Please retype all of the records below, keeping every line identical.

» Records from a data collection
· · · ·

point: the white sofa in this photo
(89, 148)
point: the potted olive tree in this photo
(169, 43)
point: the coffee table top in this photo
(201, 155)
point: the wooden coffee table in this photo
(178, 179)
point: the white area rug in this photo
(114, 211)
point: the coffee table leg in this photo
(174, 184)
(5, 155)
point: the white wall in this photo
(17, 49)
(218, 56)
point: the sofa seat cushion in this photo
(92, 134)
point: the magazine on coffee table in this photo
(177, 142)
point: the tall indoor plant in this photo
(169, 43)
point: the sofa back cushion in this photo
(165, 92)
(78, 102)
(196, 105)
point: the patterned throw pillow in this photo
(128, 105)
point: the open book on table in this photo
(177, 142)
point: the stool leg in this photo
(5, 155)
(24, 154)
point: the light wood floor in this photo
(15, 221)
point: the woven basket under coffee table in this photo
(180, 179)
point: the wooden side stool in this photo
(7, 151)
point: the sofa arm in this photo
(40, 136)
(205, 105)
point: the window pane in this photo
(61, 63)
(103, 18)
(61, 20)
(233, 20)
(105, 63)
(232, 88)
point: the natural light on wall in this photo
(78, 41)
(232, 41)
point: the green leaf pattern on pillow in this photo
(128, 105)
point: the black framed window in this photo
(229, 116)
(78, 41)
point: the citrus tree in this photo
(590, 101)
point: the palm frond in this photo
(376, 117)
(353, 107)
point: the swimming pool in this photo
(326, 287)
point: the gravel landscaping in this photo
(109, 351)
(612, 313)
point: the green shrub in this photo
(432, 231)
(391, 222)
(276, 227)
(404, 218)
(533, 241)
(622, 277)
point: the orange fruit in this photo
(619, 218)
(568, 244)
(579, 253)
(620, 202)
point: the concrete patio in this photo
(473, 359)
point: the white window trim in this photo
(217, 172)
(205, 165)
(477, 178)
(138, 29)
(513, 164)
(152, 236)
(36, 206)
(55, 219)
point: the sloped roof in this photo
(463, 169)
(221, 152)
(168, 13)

· · · ·

» Answer to the problem
point: the white sofa in this photo
(89, 148)
point: the potted olive tree in this photo
(169, 43)
point: the coffee table top in this photo
(201, 155)
point: the wooden coffee table in this photo
(178, 179)
point: the white area rug in this photo
(114, 211)
point: the coffee table leg in this photo
(174, 184)
(5, 155)
point: the white wall in this photo
(17, 49)
(218, 56)
point: the sofa seat cushion in this photo
(92, 134)
point: the magazine on coffee table in this photo
(177, 142)
point: the tall indoor plant in this photo
(169, 43)
point: the sofa back cushion in this photo
(165, 92)
(78, 102)
(196, 105)
point: the patterned throw pillow in this photo
(128, 105)
point: the open book on table in this photo
(177, 142)
point: the stool leg in this photo
(5, 155)
(24, 154)
point: the light wood floor in this photo
(15, 221)
point: the woven basket under coffee table in this photo
(180, 179)
point: the wooden side stool in this photo
(7, 151)
point: the sofa arm in this photo
(40, 136)
(205, 105)
point: the window pane in this photo
(61, 63)
(103, 18)
(61, 20)
(233, 20)
(105, 63)
(232, 88)
point: the natural light on wall in this photo
(78, 41)
(232, 41)
point: the green leaf pattern on pillow in this photo
(128, 105)
point: the black framed window in this photo
(229, 116)
(78, 41)
point: the citrus tree in this photo
(590, 101)
point: the palm frond in this photo
(376, 117)
(353, 107)
point: the swimming pool in this photo
(326, 287)
point: the gravel landscaping in this photo
(109, 351)
(612, 313)
point: the green shrub in this photo
(432, 231)
(391, 222)
(276, 227)
(404, 218)
(533, 241)
(622, 277)
point: the orange fruit in this photo
(619, 218)
(568, 244)
(579, 253)
(620, 202)
point: the concrete patio in this photo
(473, 359)
point: the white window trim in this photo
(217, 172)
(205, 165)
(477, 178)
(138, 29)
(513, 164)
(152, 236)
(36, 206)
(55, 219)
point: the sloped roof in this photo
(463, 169)
(221, 152)
(168, 13)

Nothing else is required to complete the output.